Provided material
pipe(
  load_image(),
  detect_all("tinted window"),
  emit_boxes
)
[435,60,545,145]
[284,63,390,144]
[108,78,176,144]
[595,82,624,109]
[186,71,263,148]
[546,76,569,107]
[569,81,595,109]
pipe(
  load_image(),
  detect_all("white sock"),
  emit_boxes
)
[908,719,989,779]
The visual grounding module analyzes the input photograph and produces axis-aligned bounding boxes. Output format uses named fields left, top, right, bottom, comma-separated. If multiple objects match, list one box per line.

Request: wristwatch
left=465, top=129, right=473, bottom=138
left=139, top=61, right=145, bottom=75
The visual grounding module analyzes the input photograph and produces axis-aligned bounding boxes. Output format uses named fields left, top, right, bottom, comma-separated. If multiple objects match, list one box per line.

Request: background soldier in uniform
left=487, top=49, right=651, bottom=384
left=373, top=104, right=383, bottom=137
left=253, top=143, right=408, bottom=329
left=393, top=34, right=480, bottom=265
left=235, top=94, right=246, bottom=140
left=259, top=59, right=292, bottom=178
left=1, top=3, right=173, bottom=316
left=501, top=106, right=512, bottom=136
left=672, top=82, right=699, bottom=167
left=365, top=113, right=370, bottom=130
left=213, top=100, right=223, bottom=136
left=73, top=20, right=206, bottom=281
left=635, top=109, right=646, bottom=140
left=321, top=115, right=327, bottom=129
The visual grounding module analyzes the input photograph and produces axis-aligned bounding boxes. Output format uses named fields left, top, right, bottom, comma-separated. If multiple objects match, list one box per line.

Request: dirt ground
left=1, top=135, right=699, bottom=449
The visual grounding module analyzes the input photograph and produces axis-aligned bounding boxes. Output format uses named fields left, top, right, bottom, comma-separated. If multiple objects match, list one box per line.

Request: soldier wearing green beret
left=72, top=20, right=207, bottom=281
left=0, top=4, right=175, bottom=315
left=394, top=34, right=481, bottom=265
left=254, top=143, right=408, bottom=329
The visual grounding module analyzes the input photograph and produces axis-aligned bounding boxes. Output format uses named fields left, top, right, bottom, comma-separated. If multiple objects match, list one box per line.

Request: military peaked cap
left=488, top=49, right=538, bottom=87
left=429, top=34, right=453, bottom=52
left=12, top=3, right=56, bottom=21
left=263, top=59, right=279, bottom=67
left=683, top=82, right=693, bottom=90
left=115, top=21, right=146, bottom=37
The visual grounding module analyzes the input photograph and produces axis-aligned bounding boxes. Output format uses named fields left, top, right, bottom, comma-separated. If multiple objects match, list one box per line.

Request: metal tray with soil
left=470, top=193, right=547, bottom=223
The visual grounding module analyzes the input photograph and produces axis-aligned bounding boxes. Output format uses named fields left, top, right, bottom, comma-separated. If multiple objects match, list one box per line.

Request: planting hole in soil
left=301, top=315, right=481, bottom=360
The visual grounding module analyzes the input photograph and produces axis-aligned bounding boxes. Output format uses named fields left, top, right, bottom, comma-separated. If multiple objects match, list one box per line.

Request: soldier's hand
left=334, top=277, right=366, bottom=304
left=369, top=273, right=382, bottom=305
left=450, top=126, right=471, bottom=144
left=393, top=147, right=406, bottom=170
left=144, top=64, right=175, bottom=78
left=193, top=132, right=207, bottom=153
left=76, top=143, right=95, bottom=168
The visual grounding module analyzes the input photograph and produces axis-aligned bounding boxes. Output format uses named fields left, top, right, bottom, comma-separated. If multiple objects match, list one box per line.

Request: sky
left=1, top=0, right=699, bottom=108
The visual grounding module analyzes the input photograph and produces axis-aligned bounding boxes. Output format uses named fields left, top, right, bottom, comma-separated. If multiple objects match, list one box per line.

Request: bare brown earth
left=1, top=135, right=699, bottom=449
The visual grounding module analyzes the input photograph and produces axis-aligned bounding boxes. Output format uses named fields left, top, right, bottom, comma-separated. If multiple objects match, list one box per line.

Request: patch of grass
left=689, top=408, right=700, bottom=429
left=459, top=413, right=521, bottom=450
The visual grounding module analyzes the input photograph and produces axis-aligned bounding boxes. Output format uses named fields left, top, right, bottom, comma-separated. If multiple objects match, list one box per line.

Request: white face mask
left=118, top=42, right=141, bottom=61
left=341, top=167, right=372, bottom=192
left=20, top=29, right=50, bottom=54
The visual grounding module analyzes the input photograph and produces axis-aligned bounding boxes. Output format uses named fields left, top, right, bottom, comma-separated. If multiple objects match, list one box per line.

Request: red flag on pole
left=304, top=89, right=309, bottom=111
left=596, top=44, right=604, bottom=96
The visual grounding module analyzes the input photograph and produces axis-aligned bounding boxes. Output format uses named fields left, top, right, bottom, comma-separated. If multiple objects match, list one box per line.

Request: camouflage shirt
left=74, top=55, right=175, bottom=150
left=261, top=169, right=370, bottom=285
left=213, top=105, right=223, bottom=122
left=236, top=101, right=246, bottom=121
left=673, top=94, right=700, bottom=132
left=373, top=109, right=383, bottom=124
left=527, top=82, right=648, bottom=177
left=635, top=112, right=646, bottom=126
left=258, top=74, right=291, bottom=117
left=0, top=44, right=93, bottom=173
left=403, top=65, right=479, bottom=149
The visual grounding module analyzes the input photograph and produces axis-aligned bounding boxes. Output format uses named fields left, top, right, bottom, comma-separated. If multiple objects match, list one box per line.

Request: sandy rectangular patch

What this task involves
Write the whole listing out again, exactly as it appears above.

Task response
pipe(
  load_image(),
  detect_all("tinted window"),
  emit_boxes
)
[435,60,545,145]
[284,63,390,144]
[108,78,176,144]
[595,82,624,109]
[186,71,263,148]
[546,76,569,107]
[569,81,595,109]
pipe(
  load_image(),
  detect_all("white sock"),
  emit_boxes
)
[908,719,989,779]
The visual grounding module analyzes the input photograph and produces axis-aligned bounding boxes. Output format uses named fields left, top, right, bottom, comma-separated. If multiple objects match, list one box per line.

Request: wristwatch
left=465, top=129, right=473, bottom=138
left=139, top=61, right=145, bottom=75
The visual grounding module analyzes the input photograph and produces axis-aligned bounding boxes. Output format uses named fields left, top, right, bottom, comma-separated. If multiple objects match, list one box per line.

Request: background soldier in uniform
left=487, top=49, right=651, bottom=384
left=373, top=104, right=383, bottom=137
left=253, top=143, right=408, bottom=329
left=393, top=34, right=480, bottom=265
left=235, top=94, right=246, bottom=140
left=259, top=59, right=292, bottom=178
left=1, top=3, right=173, bottom=316
left=501, top=106, right=512, bottom=136
left=672, top=82, right=699, bottom=167
left=365, top=113, right=370, bottom=130
left=213, top=100, right=223, bottom=136
left=73, top=20, right=206, bottom=281
left=635, top=109, right=646, bottom=140
left=321, top=115, right=327, bottom=129
The visual grounding module analyzes the input photograph and produces axis-aligned bounding boxes. Output format uses named fields left, top, right, bottom, comma-separated. If multiple objects match, list one box per line.

Request: dirt ground
left=1, top=135, right=699, bottom=449
The visual grounding module analyzes the input photograph and produces axis-aligned bounding boxes. Output format uses named fields left, top, right, bottom, comma-separated. If multiple objects match, list one box per line.

Request: soldier wearing green beret
left=72, top=20, right=207, bottom=281
left=0, top=4, right=175, bottom=315
left=394, top=34, right=481, bottom=265
left=254, top=143, right=408, bottom=329
The visual grounding module analyzes the input photograph and produces axis-aligned bounding boxes. Output format uses named fields left, top, right, bottom, comma-separated. If multiple objects match, list one box per line.

Request: military peaked cap
left=488, top=49, right=538, bottom=87
left=429, top=34, right=453, bottom=52
left=12, top=3, right=56, bottom=21
left=263, top=59, right=279, bottom=67
left=683, top=82, right=693, bottom=90
left=115, top=21, right=146, bottom=37
The visual grounding module analyzes the input photograph and produces axis-aligned bounding boxes. Output format uses named fields left, top, right, bottom, comma-separated. If multiple objects match, list one box per line.

Request: metal tray with soil
left=470, top=193, right=547, bottom=223
The visual grounding module analyzes the input photograph and produces axis-aligned bounding boxes. Output format uses named fields left, top, right, bottom, comma-separated. If multiple objects match, list one box per line.

Request: planting hole in soil
left=301, top=315, right=481, bottom=360
The visual grounding module analyzes the input photograph and produces axis-aligned bounding boxes. Output format uses named fields left, top, right, bottom, comma-separated. If multiple objects match, list one box per line.

Request: soldier's hand
left=334, top=277, right=366, bottom=304
left=369, top=273, right=382, bottom=305
left=450, top=126, right=471, bottom=144
left=393, top=147, right=406, bottom=170
left=144, top=64, right=175, bottom=78
left=193, top=132, right=207, bottom=153
left=76, top=143, right=95, bottom=168
The visual grounding module analyzes the input photograph and produces axis-aligned bounding boxes. Output format uses named fields left, top, right, bottom, comma-separated. If multiple objects match, list one box per line.

Request: sky
left=1, top=0, right=699, bottom=108
The visual grounding module analyzes the input photograph and produces axis-aligned bounding boxes. Output format uses named fields left, top, right, bottom, comma-separated. If multiple objects match, list one box per line.

Request: bare brown earth
left=1, top=135, right=699, bottom=449
The visual grounding module analyzes the input photograph and produces axis-aligned bounding boxes. Output format uses named fields left, top, right, bottom, comma-separated. If multiple objects match, list one box per line.

Request: patch of grass
left=689, top=408, right=700, bottom=429
left=459, top=413, right=521, bottom=450
The visual grounding module analyzes the input photograph and produces axis-aligned bounding boxes. Output format uses named fields left, top, right, bottom, comma-separated. If multiple objects match, list one box per line.

Request: white face mask
left=118, top=42, right=141, bottom=61
left=341, top=167, right=372, bottom=192
left=20, top=29, right=50, bottom=54
The visual grounding module analyzes the input photograph and produces axis-aligned bounding boxes. Output format uses named fields left, top, right, bottom, comma-separated. If multiple objects match, list one box per line.

Request: red flag on pole
left=304, top=89, right=309, bottom=111
left=596, top=44, right=604, bottom=96
The visual grounding module analyzes the input photograph and produces axis-aligned bounding boxes. Output format uses named fields left, top, right, bottom, comma-separated. If multiple objects match, list one box per line.

Request: camouflage shirt
left=74, top=55, right=175, bottom=150
left=261, top=169, right=370, bottom=285
left=213, top=105, right=223, bottom=122
left=236, top=101, right=246, bottom=121
left=673, top=94, right=700, bottom=132
left=373, top=109, right=383, bottom=124
left=527, top=82, right=648, bottom=177
left=635, top=112, right=646, bottom=126
left=258, top=74, right=291, bottom=117
left=0, top=44, right=93, bottom=173
left=403, top=65, right=479, bottom=149
The visual grounding module analyzes the input photograph and produces axis-aligned bounding boxes. Output format uses named fields left, top, right, bottom, comma-separated. If multiple objects match, list one box per line.

Request: sandy rectangular patch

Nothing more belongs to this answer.